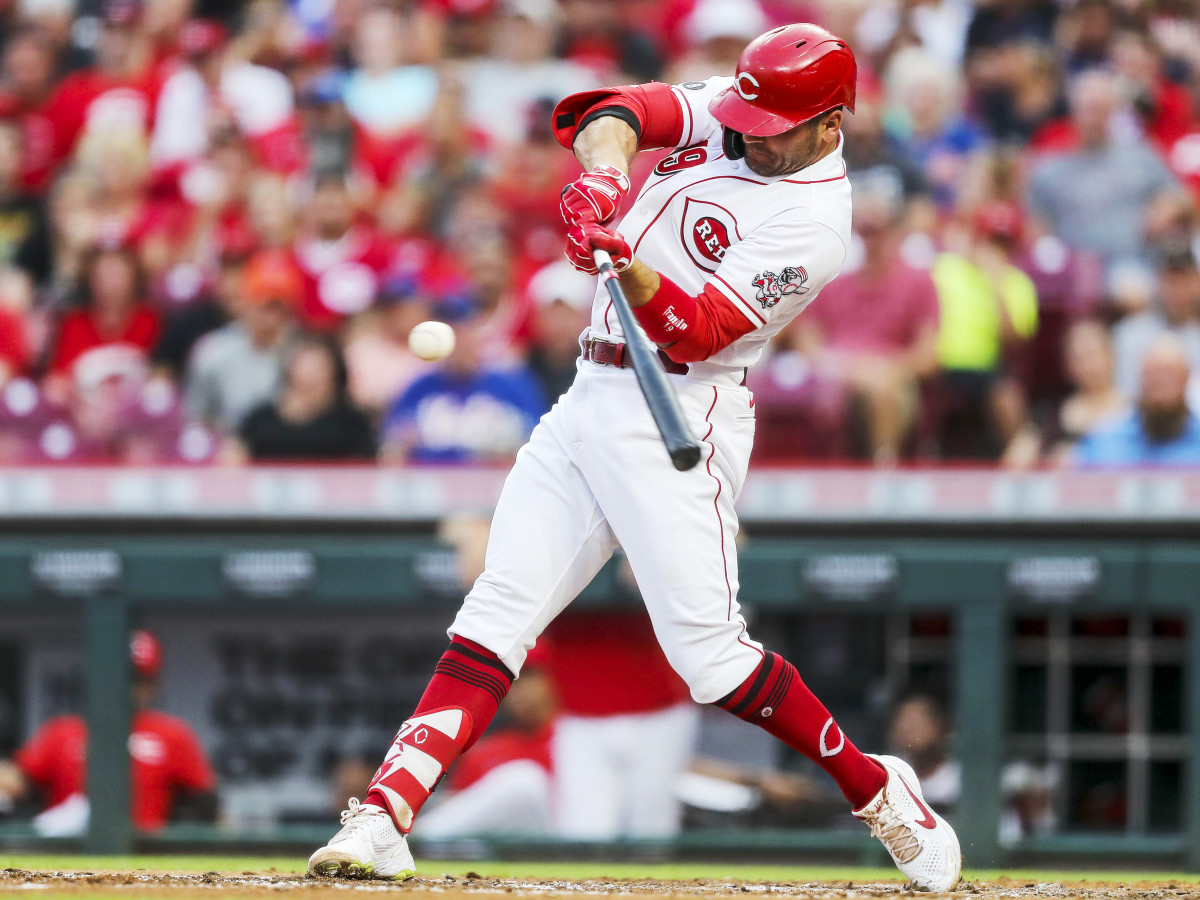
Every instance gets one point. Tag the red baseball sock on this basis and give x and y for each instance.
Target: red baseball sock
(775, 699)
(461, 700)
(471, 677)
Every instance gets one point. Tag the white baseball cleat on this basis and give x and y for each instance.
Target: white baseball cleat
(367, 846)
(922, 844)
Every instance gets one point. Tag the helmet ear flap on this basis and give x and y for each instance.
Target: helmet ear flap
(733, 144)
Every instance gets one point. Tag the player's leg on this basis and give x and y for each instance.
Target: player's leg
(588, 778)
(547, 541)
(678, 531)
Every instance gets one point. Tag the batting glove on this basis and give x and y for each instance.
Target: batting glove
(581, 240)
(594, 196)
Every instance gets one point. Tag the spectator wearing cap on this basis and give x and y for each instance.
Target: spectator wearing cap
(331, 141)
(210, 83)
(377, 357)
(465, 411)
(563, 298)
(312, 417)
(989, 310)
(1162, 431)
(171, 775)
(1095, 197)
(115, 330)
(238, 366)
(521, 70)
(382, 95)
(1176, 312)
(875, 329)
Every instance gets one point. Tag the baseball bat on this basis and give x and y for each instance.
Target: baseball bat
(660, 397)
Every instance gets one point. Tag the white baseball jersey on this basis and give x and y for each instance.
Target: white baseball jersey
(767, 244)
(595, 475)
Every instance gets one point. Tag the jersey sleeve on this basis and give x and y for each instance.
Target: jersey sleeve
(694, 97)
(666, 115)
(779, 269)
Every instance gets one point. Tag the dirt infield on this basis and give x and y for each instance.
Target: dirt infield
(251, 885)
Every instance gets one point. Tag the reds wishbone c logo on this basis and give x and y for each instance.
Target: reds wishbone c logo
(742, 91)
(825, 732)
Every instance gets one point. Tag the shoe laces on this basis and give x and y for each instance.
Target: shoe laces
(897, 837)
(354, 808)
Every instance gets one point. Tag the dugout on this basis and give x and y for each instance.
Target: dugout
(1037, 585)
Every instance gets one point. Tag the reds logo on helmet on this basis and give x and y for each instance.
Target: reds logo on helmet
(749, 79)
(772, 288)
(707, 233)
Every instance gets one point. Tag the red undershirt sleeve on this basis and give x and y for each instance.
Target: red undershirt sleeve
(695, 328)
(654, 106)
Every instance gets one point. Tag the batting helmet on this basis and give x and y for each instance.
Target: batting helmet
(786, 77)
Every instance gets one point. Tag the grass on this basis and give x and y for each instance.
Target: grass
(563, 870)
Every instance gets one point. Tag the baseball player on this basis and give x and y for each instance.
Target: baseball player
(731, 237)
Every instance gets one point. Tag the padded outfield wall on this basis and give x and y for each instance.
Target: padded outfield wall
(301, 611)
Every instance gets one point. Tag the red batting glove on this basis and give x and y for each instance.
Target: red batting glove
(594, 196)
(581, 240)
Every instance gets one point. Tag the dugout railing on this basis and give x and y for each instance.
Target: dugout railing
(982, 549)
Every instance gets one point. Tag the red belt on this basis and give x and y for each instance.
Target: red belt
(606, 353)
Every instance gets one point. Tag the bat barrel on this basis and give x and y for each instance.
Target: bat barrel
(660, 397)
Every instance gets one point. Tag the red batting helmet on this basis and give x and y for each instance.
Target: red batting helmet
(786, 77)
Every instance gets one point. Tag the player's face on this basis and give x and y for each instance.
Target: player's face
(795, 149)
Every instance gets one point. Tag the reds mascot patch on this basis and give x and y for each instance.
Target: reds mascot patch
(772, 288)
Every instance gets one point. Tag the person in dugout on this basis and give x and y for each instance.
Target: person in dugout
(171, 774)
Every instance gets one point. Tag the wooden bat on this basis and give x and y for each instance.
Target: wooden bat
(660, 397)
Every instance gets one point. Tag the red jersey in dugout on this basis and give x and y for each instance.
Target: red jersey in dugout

****************

## PROBLEM DETAILS
Pictures in the records must not appear in the copy; transcribe everything else precisely.

## PROBLEM SOLUTION
Every instance gets one point. Tag the red baseball sock on this basis and give x and y for each instance.
Target: red baseball sock
(775, 699)
(461, 700)
(471, 677)
Every instance gets one point. Tag the white baseball cleat on this basis and give x and y for each instance.
Target: white baseball cleat
(367, 846)
(922, 844)
Every instance gets one point. Tag the helmet ear flap on this basis and give x and y for each instance.
Target: helmet ear flap
(733, 144)
Every instance gets one point. Tag the player's leg on this basis and give x and y for each instance.
Target: player's leg
(588, 778)
(547, 541)
(678, 531)
Every instance gets one point. Tag the batting glove on this basis and give x and y for each instance.
Target: batting glove
(581, 240)
(594, 196)
Every instance gets one point. Tag the spectator wearing cap on this basis and give x and y for each instance.
Target: spectator wearing cap
(331, 141)
(210, 83)
(377, 357)
(465, 411)
(563, 298)
(312, 417)
(989, 310)
(1162, 431)
(171, 775)
(1095, 197)
(115, 330)
(238, 366)
(521, 70)
(382, 95)
(1176, 312)
(875, 329)
Every instance gets one point. Tag the baseball bat on this basis and give x and y for each instance.
Target: baseball bat
(660, 397)
Every instance gets one point. Tag the white baseball jersey on this basis and give x and y for each instance.
Target: white baseball jersey
(767, 244)
(595, 475)
Every instance gets one point. Tag the jersey sleeve on this basis and give x and y for each instance.
Target: jersey sleeve
(694, 97)
(666, 115)
(779, 269)
Every instance gets one point. Tag the dirt infield on this basis and give x and y for each instance.
Target: dirt infield
(251, 885)
Every instance gets one point. Tag the reds wishbone c logo on this basis and give x and y for each instance.
Target: reds wishbone c logo
(742, 91)
(825, 732)
Every instance gets one point. Tag the shoe laces on this basis and give x and y for each instance.
Target: shoe laces
(897, 837)
(354, 808)
Every instance gets one point. Tag the dugout on this basis and give x and y for each instance.
Target: dugout
(1037, 585)
Every instance gets one point. Tag the reds logo on helmet on this basis and give x and y for each instance.
Target: reds logo on helmet
(749, 79)
(772, 288)
(707, 233)
Every instance gets one point. Tag the red undershirt sleeve on this basis and give x and y for each instance.
Target: red undershirt sleeve
(695, 328)
(654, 106)
Every instance gets one point. Tag the batting helmet on this basis and give x and y for each instance.
Target: batting helmet
(786, 77)
Every instance gets one point. Tag the grass on this basis and give x and y for each instance.
Target: grass
(563, 870)
Every instance gets one point. Tag the baseball player on this basis and give x and y for each instance.
Target: baseball player
(731, 237)
Every instance gets one point. Tag the padded outfield wall on this basis and give x and y for each instance.
Target: padded outfield wall
(301, 611)
Every instance gets one point. Tag the red batting glove on this basis and give x and y for each instance.
Target: red batting glove
(594, 196)
(581, 240)
Every instance gets one point. Tag the dugout railing on this basis and give x and y for each instance.
Target: dugout railing
(982, 549)
Every instance gets one point. Tag the red belt on this basis and give x and y for each instance.
Target: red belt
(606, 353)
Every instance gets one point. Tag the bat barrel on this basis and give x and y for each instance.
Target: bat barrel
(660, 397)
Every instance gets one point. Tag the red batting helmet on this basis and give x and y for each instance.
Target: red batting helmet
(786, 77)
Every instance gets one point. Tag the player's face on this basis and give x and y for each instance.
Target: player's face
(795, 149)
Every instance gets one point. Tag the reds mascot patch on this basis and give x and y for each instance.
Target: reds mascot patch
(772, 288)
Every instance gets one point. Tag the person in dugout on this basis and give x and y for each instance.
Target: person in dugout
(171, 774)
Every instance gets one point. Tag the wooden bat on this basis and give x and y for each instance.
Target: wooden bat
(660, 397)
Every instance gets one point. Tag the red jersey in dugout on this basis and give x and y for each instance.
Target: red jersey in dugout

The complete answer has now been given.